--- DOCUMENT SECTION ---
=== Section Start ===

I remember something I once heard my aunt say about me to someone who said I was the quietest person they’d ever met: that I will contribute if I am interested in what you are saying.  I get that from my dad, I think.  He can talk on and on about subjects that interest him, but he does tend be quieter on ones that don’t.  The thing is, he doesn’t seem to mind if others talk about things he’s not interested in.  He goes about his own work and that’s that.

I, on the other hand, tend to feel left out, excluded, sad, when I’m not included in a conversation. And let me tell you, it doesn’t take much to make me feel that way.  One look, one lack of acknowledgment, one odd tone toward me and all of a sudden, all of these aforementioned emotions are running rampant in my mind.  I’m overanalyzing, thinking, questioning, “Okay, what did I do or not do? What did I say or not say?”

When it could be nothing at all.  But the thing is, why?  If I am not really all that interested in the first place, why does it bother me when they don’t include me or acknowledge me?

I suppose it partly comes from my grandpa.  I remember him asking my mom once if a co-worker of hers was in a bad mood or if he (my grandpa) had done anything to insult her co-worker because he’d snapped or something.  This is just one example.  I have quite a few of my own that remind me of my grandpa, like when I attended bridal and baby showers I was invited to, and sent emails and Facebook posts and then when I invited these people to my own baby showers, they didn’t show.  And there was barely a response to my posts and emails.  Hmm, okay feelings a little hurt.

I remember once a Creative Writing professor, one of my all-time favorites, telling us students that writers are usually very sensitive people and to remember that when critiquing one another’s works.  Sensitivity can be a good thing to have as a writer.  It means I’m more keen and aware, but it also means I feel like a turtle without a shell sometimes, like when I got my feelings hurt.

=== Section End ===

--- RECORDS SHOWN ---
=== Section Start ===

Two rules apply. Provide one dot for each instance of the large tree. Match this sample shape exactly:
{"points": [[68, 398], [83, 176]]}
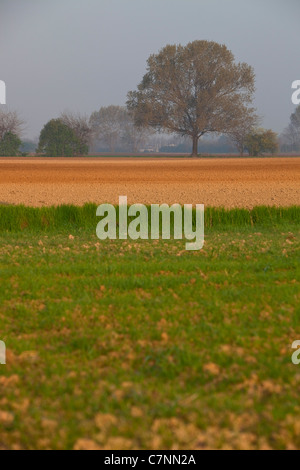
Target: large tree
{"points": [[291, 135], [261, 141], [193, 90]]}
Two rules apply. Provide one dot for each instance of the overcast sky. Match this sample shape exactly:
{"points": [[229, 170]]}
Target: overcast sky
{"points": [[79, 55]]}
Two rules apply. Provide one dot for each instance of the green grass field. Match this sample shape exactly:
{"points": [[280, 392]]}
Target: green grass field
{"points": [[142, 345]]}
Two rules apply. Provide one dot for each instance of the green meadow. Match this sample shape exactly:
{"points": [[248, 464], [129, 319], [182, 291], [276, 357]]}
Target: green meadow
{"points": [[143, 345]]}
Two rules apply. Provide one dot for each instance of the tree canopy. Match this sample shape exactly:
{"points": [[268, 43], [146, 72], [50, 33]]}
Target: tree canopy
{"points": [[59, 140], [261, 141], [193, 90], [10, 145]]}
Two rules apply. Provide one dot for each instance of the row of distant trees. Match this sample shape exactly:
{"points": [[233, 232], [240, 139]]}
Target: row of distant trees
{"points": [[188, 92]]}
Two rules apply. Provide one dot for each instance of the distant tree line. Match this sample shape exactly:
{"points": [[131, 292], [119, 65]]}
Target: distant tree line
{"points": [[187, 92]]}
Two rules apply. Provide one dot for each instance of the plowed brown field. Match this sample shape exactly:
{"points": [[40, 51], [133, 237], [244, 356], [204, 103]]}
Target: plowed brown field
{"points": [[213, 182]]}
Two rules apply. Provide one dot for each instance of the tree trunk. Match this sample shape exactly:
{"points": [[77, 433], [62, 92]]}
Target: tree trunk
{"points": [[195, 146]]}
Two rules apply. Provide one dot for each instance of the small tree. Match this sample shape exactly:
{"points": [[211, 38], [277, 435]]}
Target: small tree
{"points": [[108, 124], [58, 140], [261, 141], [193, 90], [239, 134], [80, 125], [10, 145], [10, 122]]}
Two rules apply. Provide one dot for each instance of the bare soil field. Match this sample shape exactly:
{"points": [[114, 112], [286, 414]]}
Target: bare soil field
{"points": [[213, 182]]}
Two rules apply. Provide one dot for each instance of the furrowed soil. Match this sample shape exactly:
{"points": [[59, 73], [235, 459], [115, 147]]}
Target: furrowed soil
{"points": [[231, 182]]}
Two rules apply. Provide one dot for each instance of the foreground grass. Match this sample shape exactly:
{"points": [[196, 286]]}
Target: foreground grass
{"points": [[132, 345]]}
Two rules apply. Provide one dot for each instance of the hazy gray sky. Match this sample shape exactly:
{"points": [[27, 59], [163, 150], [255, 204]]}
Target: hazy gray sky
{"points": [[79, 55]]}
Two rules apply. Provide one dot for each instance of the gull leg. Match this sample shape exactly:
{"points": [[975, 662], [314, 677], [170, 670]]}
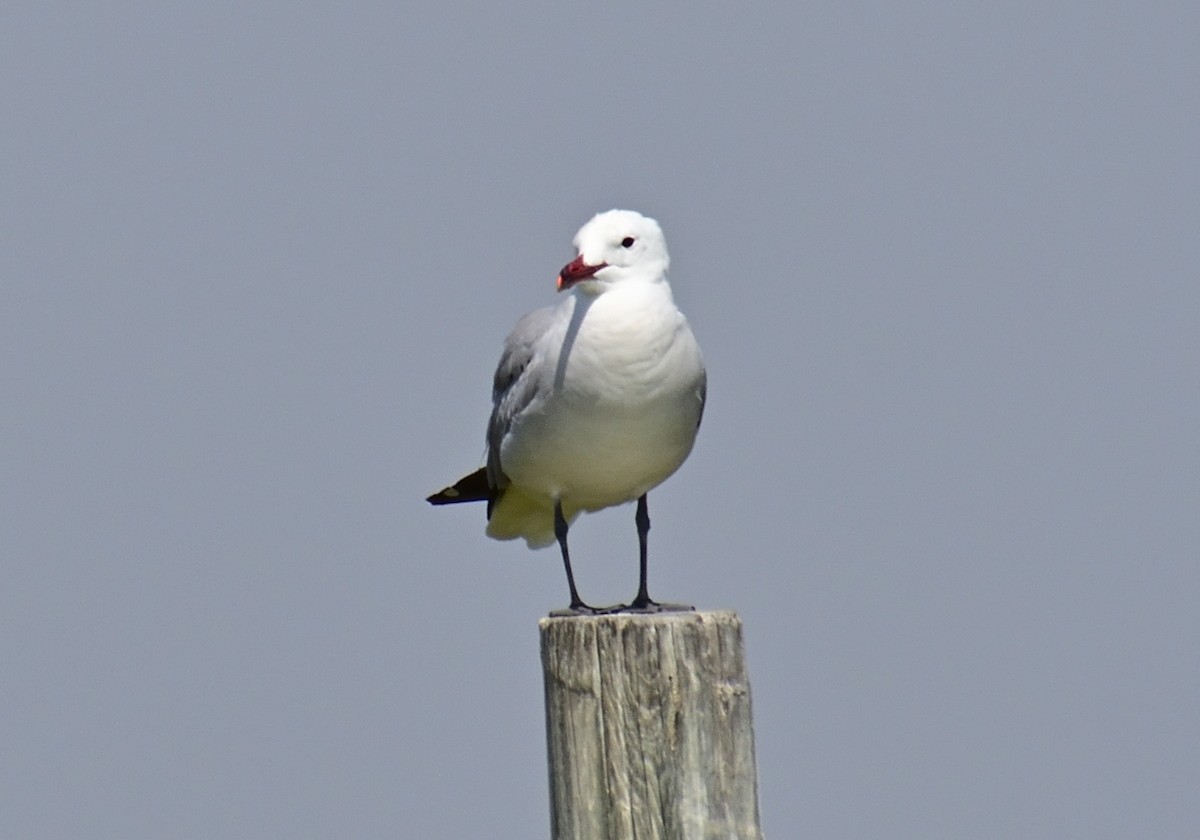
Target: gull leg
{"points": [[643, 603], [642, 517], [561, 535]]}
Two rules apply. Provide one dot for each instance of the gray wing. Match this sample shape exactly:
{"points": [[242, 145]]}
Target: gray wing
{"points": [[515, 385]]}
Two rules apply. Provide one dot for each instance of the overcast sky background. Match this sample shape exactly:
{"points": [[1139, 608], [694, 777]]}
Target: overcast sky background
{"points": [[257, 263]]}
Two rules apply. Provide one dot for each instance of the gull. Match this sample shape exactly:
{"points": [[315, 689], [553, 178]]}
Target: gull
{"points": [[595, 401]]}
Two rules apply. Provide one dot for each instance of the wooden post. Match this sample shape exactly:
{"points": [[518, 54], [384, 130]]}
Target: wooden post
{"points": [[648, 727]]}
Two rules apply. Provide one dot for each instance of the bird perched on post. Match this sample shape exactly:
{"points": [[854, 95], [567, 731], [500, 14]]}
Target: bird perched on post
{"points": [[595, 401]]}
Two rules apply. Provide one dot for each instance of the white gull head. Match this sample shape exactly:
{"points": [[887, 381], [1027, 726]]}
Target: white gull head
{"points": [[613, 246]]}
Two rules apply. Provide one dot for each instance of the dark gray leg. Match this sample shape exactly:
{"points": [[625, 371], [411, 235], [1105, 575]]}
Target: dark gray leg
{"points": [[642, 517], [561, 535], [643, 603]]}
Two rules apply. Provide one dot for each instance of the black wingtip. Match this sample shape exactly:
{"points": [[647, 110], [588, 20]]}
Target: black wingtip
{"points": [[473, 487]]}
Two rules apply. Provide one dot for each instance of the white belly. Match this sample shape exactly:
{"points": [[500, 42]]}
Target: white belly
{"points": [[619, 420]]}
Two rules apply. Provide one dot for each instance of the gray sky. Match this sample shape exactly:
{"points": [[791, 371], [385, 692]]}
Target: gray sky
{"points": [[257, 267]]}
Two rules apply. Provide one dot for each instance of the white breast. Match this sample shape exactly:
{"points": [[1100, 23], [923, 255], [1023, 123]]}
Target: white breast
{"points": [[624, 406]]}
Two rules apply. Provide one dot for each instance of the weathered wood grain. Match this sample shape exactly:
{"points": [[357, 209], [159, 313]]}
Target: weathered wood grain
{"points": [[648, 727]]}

=== Section End ===
=== Section Start ===

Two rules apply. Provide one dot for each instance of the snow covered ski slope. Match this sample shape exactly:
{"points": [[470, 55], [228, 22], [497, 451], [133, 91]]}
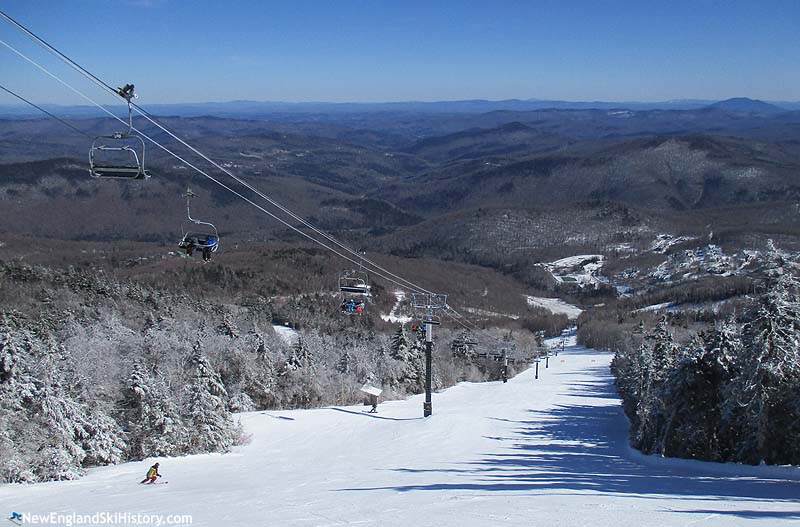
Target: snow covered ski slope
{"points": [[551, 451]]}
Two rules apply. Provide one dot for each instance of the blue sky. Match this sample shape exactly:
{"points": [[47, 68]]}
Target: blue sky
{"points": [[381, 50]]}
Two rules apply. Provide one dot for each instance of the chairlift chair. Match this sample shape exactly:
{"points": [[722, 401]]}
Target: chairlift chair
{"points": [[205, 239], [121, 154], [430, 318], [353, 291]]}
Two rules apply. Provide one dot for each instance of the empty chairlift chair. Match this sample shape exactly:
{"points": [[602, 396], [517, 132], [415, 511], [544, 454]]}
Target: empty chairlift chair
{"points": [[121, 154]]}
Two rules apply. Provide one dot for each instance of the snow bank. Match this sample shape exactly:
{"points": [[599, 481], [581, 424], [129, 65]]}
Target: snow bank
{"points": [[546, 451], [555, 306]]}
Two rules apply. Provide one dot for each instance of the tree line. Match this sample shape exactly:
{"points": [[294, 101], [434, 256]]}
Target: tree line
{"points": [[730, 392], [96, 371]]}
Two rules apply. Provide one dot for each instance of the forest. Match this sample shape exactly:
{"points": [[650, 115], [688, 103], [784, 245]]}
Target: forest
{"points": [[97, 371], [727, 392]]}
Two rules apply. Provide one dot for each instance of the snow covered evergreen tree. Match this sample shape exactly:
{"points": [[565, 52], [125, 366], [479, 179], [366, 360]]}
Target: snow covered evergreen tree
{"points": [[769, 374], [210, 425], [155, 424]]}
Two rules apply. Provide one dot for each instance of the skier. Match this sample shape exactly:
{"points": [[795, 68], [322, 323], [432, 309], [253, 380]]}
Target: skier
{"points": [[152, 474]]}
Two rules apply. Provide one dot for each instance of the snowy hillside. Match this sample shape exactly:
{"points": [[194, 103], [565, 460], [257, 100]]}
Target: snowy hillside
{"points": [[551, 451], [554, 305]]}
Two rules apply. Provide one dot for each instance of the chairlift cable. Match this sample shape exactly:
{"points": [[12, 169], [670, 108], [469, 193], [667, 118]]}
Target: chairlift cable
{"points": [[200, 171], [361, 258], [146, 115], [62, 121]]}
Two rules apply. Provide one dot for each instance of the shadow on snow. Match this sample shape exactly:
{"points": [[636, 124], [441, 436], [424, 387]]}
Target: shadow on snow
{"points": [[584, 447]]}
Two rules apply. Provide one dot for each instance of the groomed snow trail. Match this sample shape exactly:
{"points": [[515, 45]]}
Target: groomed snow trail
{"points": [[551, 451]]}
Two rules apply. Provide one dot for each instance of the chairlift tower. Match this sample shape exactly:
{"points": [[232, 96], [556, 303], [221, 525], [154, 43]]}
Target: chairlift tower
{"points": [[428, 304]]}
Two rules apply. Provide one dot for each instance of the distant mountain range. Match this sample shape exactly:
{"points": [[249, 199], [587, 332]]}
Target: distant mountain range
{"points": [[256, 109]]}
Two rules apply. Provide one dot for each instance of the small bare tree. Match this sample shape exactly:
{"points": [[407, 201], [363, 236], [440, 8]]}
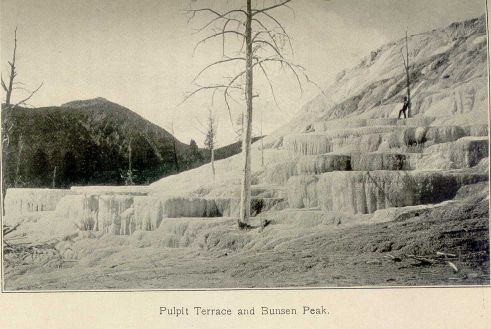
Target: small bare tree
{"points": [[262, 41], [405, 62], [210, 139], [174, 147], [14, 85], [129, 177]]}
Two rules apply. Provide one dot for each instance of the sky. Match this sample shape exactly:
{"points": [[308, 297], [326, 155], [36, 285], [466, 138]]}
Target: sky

=== Section End ===

--- WHAT THIS EXERCISE ASKS ---
(a) Name each of the narrator's relatives who appears in the personal essay.
(b) Write the next part of the personal essay, picking up right after its final sentence.
The entries play no part in what comes next and can be set aside.

--- YOUR RESPONSES ---
(a) Aunt, dad, grandpa, mom

(b)
I’ve taken the long way around and written a lot, but I guess one thing I am trying to say is this is another reason I call myself a writer, why I gravitated toward it and why my love for doing it has not waned in twenty-six years.  Writers listen to and observe society, and they reflect it in their work.  I love writing about the things I’ve seen and done and experienced.  It’s therapeutic.  What’s more, I love taking my time and thinking about what I have to say before I say it (or write it).  I know some people who don’t enjoy or prefer writing for this very reason because it does require a lot of work and time and thought.  But that’s a beauty in writing to me.  Sometimes it does take me a while to realize exactly what it is I want or need to say.  If I put something down, I can always take my time.  And if I read over something I’ve written and decide, “Oh, that’s not what I meant or wanted to say,” I can change it until it is.  This is not always an option when speaking.  When it’s done, it’s done.  There is no delete button, no revision there, and oftentimes if you try to go back and revise or clarify or change what you’ve said to the person you’ve said it to, it only makes it worse (ever see the episode of Frasier in which he and Lilith are trying to get their son into a prestigious prep school and keep saying the wrong things to the headmaster? Illustrates the point well). 

So this quietness, this sensitivity and shyness, I can critique these aspects in myself all I want and accept them all I want, but the thing is, I hope I learn to embrace and cherish them one day, because they’re part of the reason I discovered the writer in myself, and why I’ve kept writing all these years. 

In the meantime, I think I’ll just keep in mind something Ernest Hemingway, one of the best and most well-known American writers once said: “A writer must write what he has to say, not speak it.”